* **Source document**
────

The Company also had approximately $11.0 million of letters of credit outstanding, which reduce the Companys borrowing availability under the revolving credit facility. Amounts borrowed under the credit facility bear interest at a LIBOR rate plus margins that depend on the Companys leverage ratio. Indebtedness under the credit facility is secured by substantially all of the Companys assets, including the pledge of the stock of the Companys principal domestic subsidiaries. The credit facility contains customary events of default and requires that the Company satisfy various financial covenants. It also limits the Companys ability to pay dividends or make other distributions, make acquisitions, make changes to the Companys capital structure, create liens or incur additional indebtedness. At December 31, 2011, the Company was in compliance with all such covenants.
At December 31, 2011, the Company had outstanding $12.5 million in U.S. Government guaranteed long-term financing under Title XI of the Merchant Marine Act of 1936, which is administered by the Maritime Administration, for two liftboats. The debt bears interest at 6.45% per annum and is payable in equal semi-annual installments of $405,000 on June 3rd and December 3rd of each year through the maturity date of June 3, 2027. The Companys obligations are secured by mortgages on the two liftboats. In accordance with the agreement, the Company is required to comply with certain covenants and restrictions, including the maintenance of minimum net worth, working capital and debt-to-equity requirements. At December 31, 2011, the Company was in compliance with all such covenants. The Company has notified the Maritime Administration of its intent to repay this facility in connection with the sale of the marine segment.

────

Items from a dataset
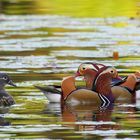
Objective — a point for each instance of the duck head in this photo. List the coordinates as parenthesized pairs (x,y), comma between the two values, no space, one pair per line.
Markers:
(102,83)
(92,68)
(5,79)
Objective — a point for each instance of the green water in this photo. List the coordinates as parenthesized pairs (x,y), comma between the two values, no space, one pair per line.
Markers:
(43,41)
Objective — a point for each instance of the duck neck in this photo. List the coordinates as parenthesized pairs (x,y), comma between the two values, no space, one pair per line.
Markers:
(67,86)
(89,78)
(102,85)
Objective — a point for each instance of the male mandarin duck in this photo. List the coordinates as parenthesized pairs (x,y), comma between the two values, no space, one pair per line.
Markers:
(101,96)
(54,95)
(120,87)
(5,98)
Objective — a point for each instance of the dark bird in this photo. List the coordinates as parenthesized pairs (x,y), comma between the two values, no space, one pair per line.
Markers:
(5,98)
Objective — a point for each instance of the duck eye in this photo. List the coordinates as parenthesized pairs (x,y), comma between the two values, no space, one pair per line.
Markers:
(112,71)
(5,78)
(83,68)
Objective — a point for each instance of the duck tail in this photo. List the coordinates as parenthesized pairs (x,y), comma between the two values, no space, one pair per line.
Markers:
(48,89)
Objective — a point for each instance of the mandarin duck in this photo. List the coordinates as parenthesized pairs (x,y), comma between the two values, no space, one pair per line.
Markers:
(120,87)
(54,95)
(5,98)
(101,96)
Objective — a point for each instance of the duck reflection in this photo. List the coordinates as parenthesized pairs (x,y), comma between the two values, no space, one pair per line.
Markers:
(3,121)
(78,115)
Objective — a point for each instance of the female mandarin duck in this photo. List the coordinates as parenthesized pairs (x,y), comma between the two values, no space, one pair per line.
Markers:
(5,98)
(101,96)
(120,87)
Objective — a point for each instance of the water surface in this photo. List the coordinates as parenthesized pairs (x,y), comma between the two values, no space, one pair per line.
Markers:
(41,49)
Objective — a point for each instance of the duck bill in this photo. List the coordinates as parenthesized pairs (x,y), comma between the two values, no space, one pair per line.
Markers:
(77,74)
(11,83)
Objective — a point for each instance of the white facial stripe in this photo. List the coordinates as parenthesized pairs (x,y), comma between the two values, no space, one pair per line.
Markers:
(92,67)
(100,66)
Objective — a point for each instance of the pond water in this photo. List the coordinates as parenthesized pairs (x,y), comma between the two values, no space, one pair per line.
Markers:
(42,43)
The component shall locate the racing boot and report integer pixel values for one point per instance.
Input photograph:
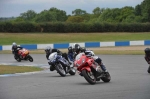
(103, 68)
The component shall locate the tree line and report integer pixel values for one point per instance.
(132, 19)
(139, 13)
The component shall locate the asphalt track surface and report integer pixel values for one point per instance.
(130, 80)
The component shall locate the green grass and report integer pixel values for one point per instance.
(49, 38)
(6, 69)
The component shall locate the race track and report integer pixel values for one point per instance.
(130, 80)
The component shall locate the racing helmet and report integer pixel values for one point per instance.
(14, 45)
(76, 48)
(70, 49)
(48, 49)
(89, 53)
(147, 51)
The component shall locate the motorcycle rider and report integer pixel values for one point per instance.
(147, 56)
(15, 49)
(77, 49)
(70, 53)
(49, 50)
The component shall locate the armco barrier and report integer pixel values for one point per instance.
(84, 44)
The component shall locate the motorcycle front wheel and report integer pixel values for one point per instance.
(17, 58)
(89, 76)
(59, 68)
(148, 69)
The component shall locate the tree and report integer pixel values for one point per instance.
(60, 14)
(138, 10)
(78, 12)
(45, 16)
(76, 19)
(145, 8)
(29, 15)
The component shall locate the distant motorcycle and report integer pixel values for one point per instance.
(61, 65)
(23, 54)
(90, 70)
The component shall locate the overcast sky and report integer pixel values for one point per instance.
(9, 8)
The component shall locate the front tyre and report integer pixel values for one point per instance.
(89, 76)
(59, 68)
(148, 69)
(30, 58)
(106, 77)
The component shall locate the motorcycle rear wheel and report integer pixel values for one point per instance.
(107, 77)
(17, 59)
(59, 68)
(148, 69)
(89, 76)
(30, 58)
(72, 71)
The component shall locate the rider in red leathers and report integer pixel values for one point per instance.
(77, 49)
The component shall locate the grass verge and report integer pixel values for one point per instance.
(6, 69)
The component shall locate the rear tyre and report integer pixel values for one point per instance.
(72, 71)
(106, 77)
(89, 76)
(59, 68)
(148, 69)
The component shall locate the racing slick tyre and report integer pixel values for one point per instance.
(30, 58)
(59, 68)
(72, 71)
(148, 69)
(106, 77)
(89, 76)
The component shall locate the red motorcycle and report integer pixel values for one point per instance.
(23, 55)
(90, 70)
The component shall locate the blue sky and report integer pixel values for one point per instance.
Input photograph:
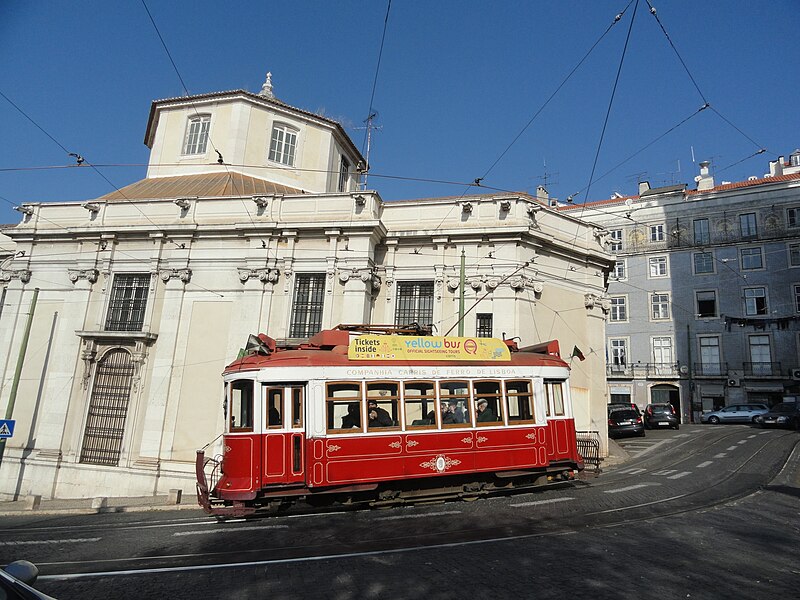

────

* **Goals**
1) Using the financing passage, can you answer these?
(a) About how much in letters of credit did the Company have outstanding?
(b) Which agency administers Title XI of the Merchant Marine Act of 1936?
(c) What secures the Company's obligations under the Title XI financing?
2) How would this sentence from the financing passage read in Spanish: "The debt bears interest at 6.45% per annum and is payable in equal semi-annual installments of $405,000 on June 3rd and December 3rd of each year through the maturity date of June 3, 2027."

* **Answers per task**
1)
(a) Approximately $11.0 million.
(b) The Maritime Administration.
(c) Mortgages on the two liftboats.

2) La deuda devenga intereses al 6,45 % anual y se paga en cuotas semestrales iguales de 405.000 dólares el 3 de junio y el 3 de diciembre de cada año hasta la fecha de vencimiento del 3 de junio de 2027.